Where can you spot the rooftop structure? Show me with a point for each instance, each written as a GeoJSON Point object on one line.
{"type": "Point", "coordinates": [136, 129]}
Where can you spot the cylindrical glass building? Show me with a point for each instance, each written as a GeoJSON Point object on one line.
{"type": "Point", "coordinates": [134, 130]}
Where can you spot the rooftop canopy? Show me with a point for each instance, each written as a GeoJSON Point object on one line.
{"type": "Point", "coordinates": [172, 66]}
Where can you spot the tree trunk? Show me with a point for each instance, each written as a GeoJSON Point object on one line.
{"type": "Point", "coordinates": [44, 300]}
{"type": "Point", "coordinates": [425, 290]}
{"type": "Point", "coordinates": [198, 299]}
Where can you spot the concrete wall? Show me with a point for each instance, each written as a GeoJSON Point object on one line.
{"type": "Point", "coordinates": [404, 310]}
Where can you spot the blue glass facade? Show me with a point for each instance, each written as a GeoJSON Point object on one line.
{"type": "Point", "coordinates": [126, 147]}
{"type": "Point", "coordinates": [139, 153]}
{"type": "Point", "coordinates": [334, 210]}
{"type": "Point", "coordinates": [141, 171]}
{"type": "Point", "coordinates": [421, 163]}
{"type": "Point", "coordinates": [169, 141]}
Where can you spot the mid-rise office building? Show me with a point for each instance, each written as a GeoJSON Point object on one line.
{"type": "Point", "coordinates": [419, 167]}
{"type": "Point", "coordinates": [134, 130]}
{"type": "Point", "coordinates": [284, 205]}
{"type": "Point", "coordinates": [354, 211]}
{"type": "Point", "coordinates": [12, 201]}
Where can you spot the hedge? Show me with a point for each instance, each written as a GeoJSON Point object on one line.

◆ WHAT TO PRODUCE: Set down the whole listing exactly.

◆ TASK RESULT:
Where can you spot the rooftop structure? Show me with a point for each instance, each written as a GeoJSON Point object on one line.
{"type": "Point", "coordinates": [136, 129]}
Where can you spot the cylindrical glass building? Show me with a point for each instance, each written as a GeoJSON Point object on one line.
{"type": "Point", "coordinates": [134, 130]}
Where can you spot the rooftop canopy? Show me with a point for each instance, each written as a GeoJSON Point object on one line.
{"type": "Point", "coordinates": [172, 66]}
Where can you spot the tree trunk? Show me with a point for each instance, each written as a GeoJSON Point object on one line.
{"type": "Point", "coordinates": [44, 300]}
{"type": "Point", "coordinates": [425, 290]}
{"type": "Point", "coordinates": [198, 299]}
Where can you spot the concrete wall? Show me with a point for each instance, each written as a GeoJSON Point object on one line.
{"type": "Point", "coordinates": [404, 310]}
Where can you spot the blue glass facade? Show me with a point for each instance, each written as a GeoJSON Point object on one line.
{"type": "Point", "coordinates": [126, 147]}
{"type": "Point", "coordinates": [139, 153]}
{"type": "Point", "coordinates": [334, 210]}
{"type": "Point", "coordinates": [141, 171]}
{"type": "Point", "coordinates": [421, 163]}
{"type": "Point", "coordinates": [169, 141]}
Where can you spot the mid-rise office building? Show me with a point for each instance, each written as a GeoJSON Point object on one line.
{"type": "Point", "coordinates": [419, 167]}
{"type": "Point", "coordinates": [134, 130]}
{"type": "Point", "coordinates": [284, 205]}
{"type": "Point", "coordinates": [354, 211]}
{"type": "Point", "coordinates": [12, 201]}
Where can you spot the hedge? Show me with a point for each instance, each written as a GeoJSON Point object on one line.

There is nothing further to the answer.